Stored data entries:
== == ==

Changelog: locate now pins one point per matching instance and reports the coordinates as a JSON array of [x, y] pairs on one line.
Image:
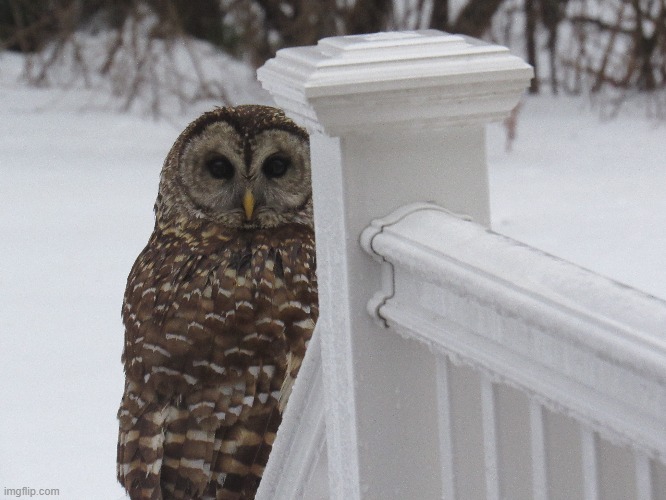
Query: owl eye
[[275, 166], [220, 167]]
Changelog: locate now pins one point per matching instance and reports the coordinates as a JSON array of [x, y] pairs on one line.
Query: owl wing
[[211, 349]]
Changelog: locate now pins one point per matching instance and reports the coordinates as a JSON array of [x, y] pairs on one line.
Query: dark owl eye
[[220, 167], [275, 166]]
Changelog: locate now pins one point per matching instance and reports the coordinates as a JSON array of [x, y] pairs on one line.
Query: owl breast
[[216, 330]]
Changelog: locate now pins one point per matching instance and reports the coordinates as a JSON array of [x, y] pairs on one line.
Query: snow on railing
[[570, 341], [485, 369]]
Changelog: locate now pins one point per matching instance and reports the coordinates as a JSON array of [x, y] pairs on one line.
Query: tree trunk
[[439, 19], [475, 19]]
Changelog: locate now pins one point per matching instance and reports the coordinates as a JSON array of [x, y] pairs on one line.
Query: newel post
[[395, 118]]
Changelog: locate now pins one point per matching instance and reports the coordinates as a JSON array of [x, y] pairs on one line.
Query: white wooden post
[[396, 118]]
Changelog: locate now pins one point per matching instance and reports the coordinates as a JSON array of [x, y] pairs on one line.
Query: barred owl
[[219, 308]]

== == ==

- [Task directions]: Render the records from their first line up to and including the line containing "[[211, 349]]" as a JSON list of strings, one string per line, with blank lines dropped. Leave the pictures out of the list.

- [Finished task]:
[
  "Changelog: locate now pins one point per matching instance and reports the coordinates as a JSON array of [x, y] pairs on one line.",
  "Image:",
  "Query: owl eye",
  "[[275, 166], [220, 167]]",
  "Changelog: locate now pins one point per matching instance and reports the coordinates as a JSON array of [x, y] pairs on one line.",
  "Query: owl wing",
  "[[211, 349]]"
]